ENUNCIADO
Apresente as linhas dos itens abaixo em forma de lista numerada, deixando de fora as linhas em branco.

MATERIAL FORNECIDO
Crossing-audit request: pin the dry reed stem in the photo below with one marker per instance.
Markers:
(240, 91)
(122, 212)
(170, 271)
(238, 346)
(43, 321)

RESOLUÇÃO DO EXERCÍCIO
1. Crossing-audit request: pin the dry reed stem in the photo below with one marker per instance.
2. Markers:
3. (240, 91)
4. (122, 212)
5. (170, 271)
6. (238, 346)
7. (43, 321)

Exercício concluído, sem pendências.